----- TEXT SECTION
But whatever the number is, one thing’s for sure: Once-taboo anal sex is edging into the mainstream among heterosexual couples. Unlike penis-in-vagina sex, anal sex inspires lots of fear-mongering and myths. Hey, we’re not here to judge. But we do want to clear up the confusion if you’re thinking of giving it a try. Here are five things to consider.
It might hurt, so go slow
While the vagina is elastic and accommodating, the anus and rectum have thinner skin and don’t share that same flexibility. If you’re interested in trying anal play, a good way to get acclimated and avoid pain is by first inserting a finger or using a butt plug, advises Nebraska-based certified sex therapist Kristen Lilla . When you feel comfortable enough to move on to your partner’s penis, start off slowly, and make sure you communicate how you feel and if he needs to put on the brakes.
----------
----- GIVEN RECORDS
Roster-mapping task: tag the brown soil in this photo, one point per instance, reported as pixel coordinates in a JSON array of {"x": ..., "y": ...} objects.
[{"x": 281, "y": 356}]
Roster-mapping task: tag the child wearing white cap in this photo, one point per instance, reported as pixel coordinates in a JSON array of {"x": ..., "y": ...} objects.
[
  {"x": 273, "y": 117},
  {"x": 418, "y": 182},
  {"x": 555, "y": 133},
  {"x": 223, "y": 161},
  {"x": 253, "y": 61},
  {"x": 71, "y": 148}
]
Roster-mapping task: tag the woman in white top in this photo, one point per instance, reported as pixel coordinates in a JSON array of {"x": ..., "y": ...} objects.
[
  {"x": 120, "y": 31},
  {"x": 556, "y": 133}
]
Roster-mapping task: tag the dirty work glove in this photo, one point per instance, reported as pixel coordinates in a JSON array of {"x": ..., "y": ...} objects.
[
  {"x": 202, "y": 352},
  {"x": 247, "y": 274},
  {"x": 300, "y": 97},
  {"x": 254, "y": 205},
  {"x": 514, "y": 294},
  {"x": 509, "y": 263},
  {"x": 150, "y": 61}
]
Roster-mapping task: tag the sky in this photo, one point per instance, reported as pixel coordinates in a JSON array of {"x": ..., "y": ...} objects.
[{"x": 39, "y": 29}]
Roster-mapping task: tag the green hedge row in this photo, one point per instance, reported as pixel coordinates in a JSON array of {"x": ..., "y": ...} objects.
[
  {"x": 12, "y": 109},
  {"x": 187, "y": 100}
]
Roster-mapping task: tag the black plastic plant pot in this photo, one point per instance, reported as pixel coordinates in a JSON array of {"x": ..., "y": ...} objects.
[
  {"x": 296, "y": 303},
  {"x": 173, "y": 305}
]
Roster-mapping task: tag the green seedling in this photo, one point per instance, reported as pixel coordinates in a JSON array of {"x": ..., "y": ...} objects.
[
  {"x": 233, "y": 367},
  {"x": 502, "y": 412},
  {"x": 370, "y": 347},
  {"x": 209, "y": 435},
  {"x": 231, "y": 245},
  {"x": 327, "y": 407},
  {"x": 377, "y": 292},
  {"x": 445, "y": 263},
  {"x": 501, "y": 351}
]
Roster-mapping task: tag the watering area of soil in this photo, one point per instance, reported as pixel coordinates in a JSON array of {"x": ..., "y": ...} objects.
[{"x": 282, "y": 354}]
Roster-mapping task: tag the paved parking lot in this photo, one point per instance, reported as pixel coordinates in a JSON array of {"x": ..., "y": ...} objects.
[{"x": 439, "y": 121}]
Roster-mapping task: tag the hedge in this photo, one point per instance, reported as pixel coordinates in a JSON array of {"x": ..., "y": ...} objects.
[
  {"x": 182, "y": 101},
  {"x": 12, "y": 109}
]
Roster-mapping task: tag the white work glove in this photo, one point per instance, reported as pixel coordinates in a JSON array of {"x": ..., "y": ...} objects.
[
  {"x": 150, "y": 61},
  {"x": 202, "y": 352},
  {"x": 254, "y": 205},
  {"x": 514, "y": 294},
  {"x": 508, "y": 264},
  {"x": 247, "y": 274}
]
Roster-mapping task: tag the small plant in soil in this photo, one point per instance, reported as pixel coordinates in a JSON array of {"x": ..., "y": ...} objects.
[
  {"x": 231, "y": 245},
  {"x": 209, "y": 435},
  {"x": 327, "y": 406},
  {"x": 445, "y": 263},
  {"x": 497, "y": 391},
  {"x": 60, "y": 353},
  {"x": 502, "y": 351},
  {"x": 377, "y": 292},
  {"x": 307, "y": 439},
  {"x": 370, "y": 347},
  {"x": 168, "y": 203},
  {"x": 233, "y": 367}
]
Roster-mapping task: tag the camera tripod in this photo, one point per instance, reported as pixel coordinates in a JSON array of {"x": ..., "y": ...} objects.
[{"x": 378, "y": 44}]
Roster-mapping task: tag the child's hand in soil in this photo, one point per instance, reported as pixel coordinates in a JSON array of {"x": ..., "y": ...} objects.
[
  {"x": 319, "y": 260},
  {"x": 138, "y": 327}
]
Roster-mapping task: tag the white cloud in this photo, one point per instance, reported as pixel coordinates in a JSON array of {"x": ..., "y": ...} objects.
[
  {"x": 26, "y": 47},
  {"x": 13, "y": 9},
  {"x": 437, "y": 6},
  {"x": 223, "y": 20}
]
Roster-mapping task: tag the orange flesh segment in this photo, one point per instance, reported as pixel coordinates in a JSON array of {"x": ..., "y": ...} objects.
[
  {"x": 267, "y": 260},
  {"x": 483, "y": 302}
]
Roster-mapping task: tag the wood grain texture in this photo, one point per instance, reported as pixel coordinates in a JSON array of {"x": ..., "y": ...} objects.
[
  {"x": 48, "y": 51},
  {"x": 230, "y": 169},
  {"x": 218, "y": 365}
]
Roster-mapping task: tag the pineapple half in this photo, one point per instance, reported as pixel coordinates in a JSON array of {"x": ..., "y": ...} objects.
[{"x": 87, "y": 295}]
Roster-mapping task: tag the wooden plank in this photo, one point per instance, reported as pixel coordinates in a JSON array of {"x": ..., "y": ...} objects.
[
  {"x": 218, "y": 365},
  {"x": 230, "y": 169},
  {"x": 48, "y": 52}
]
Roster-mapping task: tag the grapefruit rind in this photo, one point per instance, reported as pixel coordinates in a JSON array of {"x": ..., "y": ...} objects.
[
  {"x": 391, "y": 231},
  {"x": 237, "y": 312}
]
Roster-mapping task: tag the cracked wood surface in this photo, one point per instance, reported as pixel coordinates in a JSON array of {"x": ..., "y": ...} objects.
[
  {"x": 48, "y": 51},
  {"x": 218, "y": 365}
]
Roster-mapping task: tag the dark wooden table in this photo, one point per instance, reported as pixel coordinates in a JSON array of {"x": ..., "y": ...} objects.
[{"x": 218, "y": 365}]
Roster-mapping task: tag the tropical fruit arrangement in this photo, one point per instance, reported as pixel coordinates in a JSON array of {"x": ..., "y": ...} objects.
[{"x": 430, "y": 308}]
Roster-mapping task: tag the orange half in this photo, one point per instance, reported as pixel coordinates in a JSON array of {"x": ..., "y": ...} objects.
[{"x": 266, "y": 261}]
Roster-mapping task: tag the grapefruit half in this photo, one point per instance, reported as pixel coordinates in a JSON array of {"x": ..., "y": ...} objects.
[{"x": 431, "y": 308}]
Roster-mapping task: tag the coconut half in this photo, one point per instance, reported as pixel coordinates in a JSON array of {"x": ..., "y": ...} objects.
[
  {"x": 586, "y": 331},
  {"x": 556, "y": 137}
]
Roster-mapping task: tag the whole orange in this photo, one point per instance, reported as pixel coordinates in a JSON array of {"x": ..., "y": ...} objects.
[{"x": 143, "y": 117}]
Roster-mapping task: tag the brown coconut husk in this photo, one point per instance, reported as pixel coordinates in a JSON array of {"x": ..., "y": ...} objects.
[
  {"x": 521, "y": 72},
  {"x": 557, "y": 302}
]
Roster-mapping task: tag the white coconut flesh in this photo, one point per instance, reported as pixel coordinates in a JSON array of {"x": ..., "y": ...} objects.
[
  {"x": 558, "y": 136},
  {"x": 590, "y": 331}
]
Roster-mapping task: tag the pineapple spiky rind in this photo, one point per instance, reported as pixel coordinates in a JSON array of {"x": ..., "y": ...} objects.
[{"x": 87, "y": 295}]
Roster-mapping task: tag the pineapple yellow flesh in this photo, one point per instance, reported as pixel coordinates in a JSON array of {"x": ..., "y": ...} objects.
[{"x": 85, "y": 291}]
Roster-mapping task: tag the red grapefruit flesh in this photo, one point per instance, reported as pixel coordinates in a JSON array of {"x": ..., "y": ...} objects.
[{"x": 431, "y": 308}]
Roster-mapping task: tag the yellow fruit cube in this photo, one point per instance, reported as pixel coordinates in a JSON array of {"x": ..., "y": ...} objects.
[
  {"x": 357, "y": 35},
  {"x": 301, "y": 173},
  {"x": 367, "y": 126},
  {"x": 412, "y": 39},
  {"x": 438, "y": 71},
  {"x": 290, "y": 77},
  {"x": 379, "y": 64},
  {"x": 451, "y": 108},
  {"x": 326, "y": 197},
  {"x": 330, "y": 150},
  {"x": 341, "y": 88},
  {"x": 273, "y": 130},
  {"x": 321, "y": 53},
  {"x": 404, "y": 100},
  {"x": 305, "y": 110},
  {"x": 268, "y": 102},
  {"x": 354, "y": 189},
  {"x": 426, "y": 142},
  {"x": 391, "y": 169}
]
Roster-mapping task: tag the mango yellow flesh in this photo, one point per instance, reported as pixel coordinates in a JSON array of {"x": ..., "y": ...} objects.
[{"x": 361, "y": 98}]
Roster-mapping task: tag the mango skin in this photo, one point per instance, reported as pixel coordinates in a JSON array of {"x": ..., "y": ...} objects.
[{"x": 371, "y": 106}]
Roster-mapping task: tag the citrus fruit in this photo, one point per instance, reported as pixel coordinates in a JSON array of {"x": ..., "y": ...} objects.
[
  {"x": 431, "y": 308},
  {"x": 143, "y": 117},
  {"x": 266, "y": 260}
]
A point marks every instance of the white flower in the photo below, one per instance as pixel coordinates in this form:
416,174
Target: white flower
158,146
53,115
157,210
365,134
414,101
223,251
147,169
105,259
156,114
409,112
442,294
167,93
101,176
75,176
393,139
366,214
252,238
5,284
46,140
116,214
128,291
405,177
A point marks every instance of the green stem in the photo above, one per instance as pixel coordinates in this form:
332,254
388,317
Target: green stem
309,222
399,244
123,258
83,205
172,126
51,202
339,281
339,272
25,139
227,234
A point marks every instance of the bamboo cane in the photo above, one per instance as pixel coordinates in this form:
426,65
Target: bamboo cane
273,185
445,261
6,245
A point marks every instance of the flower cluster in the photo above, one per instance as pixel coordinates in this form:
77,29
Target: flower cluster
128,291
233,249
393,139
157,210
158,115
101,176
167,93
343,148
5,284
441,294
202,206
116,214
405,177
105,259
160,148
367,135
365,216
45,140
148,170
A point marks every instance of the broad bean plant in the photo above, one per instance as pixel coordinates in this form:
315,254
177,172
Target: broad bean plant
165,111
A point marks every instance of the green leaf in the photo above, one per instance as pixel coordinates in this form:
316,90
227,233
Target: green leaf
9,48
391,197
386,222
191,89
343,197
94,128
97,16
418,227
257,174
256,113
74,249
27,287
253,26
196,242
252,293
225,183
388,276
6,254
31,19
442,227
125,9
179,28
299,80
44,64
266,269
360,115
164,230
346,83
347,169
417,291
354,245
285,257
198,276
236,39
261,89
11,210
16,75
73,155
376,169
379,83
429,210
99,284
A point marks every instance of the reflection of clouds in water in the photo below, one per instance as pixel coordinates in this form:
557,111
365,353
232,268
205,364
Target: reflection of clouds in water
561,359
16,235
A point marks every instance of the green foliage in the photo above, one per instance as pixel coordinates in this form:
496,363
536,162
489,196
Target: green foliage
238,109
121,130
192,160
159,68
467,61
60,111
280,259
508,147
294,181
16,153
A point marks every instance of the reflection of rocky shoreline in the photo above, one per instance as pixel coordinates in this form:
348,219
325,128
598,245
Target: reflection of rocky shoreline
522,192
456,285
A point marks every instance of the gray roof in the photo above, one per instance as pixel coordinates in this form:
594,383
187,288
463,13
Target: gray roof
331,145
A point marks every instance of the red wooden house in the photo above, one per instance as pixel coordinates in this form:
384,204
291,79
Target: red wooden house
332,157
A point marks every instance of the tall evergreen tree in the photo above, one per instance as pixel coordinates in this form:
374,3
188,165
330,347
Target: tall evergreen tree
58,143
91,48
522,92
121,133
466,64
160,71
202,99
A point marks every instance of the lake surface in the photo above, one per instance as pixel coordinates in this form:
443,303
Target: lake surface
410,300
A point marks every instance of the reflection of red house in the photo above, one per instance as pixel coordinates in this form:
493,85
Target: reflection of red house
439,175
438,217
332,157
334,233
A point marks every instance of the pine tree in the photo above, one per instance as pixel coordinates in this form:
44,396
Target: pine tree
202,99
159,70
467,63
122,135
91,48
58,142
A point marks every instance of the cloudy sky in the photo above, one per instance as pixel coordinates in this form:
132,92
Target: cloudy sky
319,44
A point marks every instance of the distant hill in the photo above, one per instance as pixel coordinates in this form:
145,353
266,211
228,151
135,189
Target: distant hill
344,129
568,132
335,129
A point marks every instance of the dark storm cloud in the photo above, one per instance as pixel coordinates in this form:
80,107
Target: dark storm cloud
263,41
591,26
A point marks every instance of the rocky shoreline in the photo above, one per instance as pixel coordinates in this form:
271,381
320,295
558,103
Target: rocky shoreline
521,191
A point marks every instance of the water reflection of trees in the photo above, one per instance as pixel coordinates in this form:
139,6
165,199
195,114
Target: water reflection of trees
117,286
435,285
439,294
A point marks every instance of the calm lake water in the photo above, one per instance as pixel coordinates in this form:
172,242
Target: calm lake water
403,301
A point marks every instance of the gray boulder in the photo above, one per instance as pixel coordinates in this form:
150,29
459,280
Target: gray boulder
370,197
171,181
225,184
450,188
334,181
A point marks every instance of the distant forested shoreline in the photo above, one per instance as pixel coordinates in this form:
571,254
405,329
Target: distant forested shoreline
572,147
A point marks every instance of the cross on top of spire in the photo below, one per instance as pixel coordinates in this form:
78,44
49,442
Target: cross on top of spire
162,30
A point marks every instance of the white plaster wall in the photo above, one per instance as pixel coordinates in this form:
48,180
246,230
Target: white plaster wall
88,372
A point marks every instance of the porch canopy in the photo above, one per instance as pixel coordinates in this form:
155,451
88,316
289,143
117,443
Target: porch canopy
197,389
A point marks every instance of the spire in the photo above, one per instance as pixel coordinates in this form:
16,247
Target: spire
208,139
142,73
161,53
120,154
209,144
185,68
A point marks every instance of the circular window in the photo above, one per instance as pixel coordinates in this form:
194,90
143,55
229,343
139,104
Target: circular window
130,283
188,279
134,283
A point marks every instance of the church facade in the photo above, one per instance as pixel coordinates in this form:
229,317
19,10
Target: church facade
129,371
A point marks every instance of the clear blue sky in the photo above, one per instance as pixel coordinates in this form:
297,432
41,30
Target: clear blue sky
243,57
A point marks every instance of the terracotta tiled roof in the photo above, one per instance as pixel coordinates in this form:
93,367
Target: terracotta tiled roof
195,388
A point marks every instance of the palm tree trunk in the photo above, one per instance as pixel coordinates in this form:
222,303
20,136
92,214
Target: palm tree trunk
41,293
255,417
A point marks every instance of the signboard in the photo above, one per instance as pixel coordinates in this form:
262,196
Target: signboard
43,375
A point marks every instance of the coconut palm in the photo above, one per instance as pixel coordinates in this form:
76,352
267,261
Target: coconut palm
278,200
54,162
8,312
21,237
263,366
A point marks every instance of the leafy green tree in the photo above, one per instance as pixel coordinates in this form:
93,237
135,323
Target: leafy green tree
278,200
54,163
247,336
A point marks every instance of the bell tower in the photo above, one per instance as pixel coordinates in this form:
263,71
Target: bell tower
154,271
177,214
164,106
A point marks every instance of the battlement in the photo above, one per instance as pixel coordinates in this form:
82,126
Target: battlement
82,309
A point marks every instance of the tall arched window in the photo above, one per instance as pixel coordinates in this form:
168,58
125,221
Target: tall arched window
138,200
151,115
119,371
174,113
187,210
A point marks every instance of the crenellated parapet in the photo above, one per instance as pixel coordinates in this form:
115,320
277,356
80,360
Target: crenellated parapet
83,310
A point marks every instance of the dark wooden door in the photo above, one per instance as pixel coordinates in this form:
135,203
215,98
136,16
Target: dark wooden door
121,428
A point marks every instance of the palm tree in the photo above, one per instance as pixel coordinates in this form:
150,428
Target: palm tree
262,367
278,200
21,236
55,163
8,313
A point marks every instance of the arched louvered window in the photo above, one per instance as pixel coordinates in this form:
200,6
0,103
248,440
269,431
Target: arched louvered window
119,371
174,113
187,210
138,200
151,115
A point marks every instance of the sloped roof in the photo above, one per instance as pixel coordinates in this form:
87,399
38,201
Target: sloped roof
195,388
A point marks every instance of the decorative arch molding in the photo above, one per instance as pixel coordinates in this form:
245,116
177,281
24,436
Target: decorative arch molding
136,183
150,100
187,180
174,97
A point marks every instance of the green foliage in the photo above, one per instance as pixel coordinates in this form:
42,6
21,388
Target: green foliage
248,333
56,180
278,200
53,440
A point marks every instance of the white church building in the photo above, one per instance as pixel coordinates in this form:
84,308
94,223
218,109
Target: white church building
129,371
----------
## EXERCISES TO COMPLETE
**1.** Answer these questions from the article on anal sex:
(a) According to the article, what is edging into the mainstream among heterosexual couples?
(b) How many things does the article say to consider?
(c) Where is sex therapist Kristen Lilla based?
**2.** Carry on the article on anal sex from the point where it stops.
The entries are separate material and have nothing to do with the article on anal sex.

## TASK-BY-TASK RESULTS
**1.**
(a) Once-taboo anal sex
(b) Five
(c) Nebraska

**2.**
Staying calm is key; the more relaxed your body is, the less clenched your muscles will be. “Women (and men) may experience discomfort the first time they have anal sex, but this is often related to not being relaxed,” says Lilla “Breathe so you can relax your pelvic floor and any tension you might be feeling.”
Use lots (and lots) of lube
Experts can’t stress enough the importance of using plenty of lubricant. “The rectum doesn’t have its own self-lubricating ability,” explains Sherry A. Ross, MD, author of She-ology: The Definitive Guide to Women’s Intimate Health. Period . Since water-based lubes tend to break down quicker and there’s no natural moisture in the rectum, it’s crucial to use a thicker, silicone-based lube so tearing doesn’t occur. Even tiny tears in the anal area can allow bacteria and viruses into your system, potentially leading to infection.
STDs are a real threat
Speaking of infection, anal sex can spread the same STDs you can pick up from vaginal sex. Except this time the infection is in your rectum, where your gyno won’t know to test you. “People think you can’t get HPV, herpes, syphilis, and even hepatitis A and B,” says Dr. Ross. “You can still get all those STDs from anal sex, which is why it’s important to stay protected.”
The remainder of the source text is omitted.